OPGAVE.
Neem elke rij hieronder letterlijk over, zonder iets weg te laten of te veranderen.

GEGEVENS BIJ OPGAVE.
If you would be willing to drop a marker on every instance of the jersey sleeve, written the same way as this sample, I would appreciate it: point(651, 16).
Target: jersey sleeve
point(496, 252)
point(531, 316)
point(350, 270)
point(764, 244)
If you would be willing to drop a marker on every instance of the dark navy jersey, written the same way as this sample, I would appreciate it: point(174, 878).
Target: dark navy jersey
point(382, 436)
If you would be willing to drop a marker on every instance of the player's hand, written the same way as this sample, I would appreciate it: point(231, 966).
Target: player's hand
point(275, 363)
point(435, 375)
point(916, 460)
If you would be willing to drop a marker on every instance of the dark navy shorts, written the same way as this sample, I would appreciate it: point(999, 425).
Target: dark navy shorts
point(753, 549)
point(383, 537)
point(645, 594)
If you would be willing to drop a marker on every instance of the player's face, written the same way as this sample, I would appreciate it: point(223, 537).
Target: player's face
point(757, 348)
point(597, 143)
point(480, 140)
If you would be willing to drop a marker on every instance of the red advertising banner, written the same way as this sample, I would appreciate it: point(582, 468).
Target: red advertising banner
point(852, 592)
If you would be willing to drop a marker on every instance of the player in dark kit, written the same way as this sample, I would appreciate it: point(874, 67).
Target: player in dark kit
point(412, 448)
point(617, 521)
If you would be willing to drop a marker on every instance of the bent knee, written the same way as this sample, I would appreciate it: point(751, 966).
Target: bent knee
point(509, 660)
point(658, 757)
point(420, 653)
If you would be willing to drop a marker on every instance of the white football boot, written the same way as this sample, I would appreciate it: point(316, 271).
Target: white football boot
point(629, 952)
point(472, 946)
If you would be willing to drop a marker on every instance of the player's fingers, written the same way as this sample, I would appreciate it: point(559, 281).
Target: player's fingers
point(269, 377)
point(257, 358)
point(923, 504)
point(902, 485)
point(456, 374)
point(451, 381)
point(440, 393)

UITGEWERKT ANTWOORD.
If you would be willing to drop a marker on every instance of the jersey sleeve, written the same way as this sample, I would appreciate it: point(651, 16).
Target: jersey sleeve
point(496, 252)
point(531, 316)
point(350, 270)
point(764, 244)
If you would be willing to drop a marker on every instance of the dark navy jersey, written the same way as this sample, I would appreciate it: point(174, 878).
Target: dark navy jersey
point(382, 436)
If you would be willing to drop a marker on every instance of the player's hand, written the same way as this sample, I would appreciate it: point(231, 966).
Target: player's hand
point(275, 363)
point(435, 375)
point(916, 460)
If you would be willing to drop a marker on every instance of the dark navy shorts, written the same way as this sample, I would appreciate it: point(999, 425).
Target: dark navy shorts
point(753, 549)
point(383, 537)
point(645, 594)
If you would be willing to drop a marker on every instance of the player's face, written the same way as this sample, I would appreciate it: point(223, 537).
Target: player's face
point(757, 348)
point(597, 143)
point(480, 140)
If you would be willing to drop a marker on every instance of the red advertising banner, written the same way as this sample, I would appreciate it: point(582, 468).
Target: red advertising banner
point(852, 592)
If you would be willing to drop a marker on every instance of the player in dark kit, written the same way as this sample, I would appreciate it: point(874, 67).
Target: player in dark kit
point(412, 448)
point(617, 521)
If you would be willing to drop a marker on every instance of the bent knee, written the same way as this sample, I would appreciate it: point(751, 966).
Target: bent knee
point(509, 660)
point(658, 757)
point(420, 653)
If you would be willing to drop a marker on every instance of the white football boot, written the same way as this sample, I would appreciate it: point(316, 271).
Target: white football boot
point(629, 952)
point(472, 946)
If you would be willing to drop a marker on every instance of the player's fingers, written the same way as this sample, I would appreciate it: point(559, 281).
Target: player's fingers
point(269, 377)
point(257, 358)
point(923, 504)
point(902, 485)
point(456, 374)
point(451, 381)
point(440, 393)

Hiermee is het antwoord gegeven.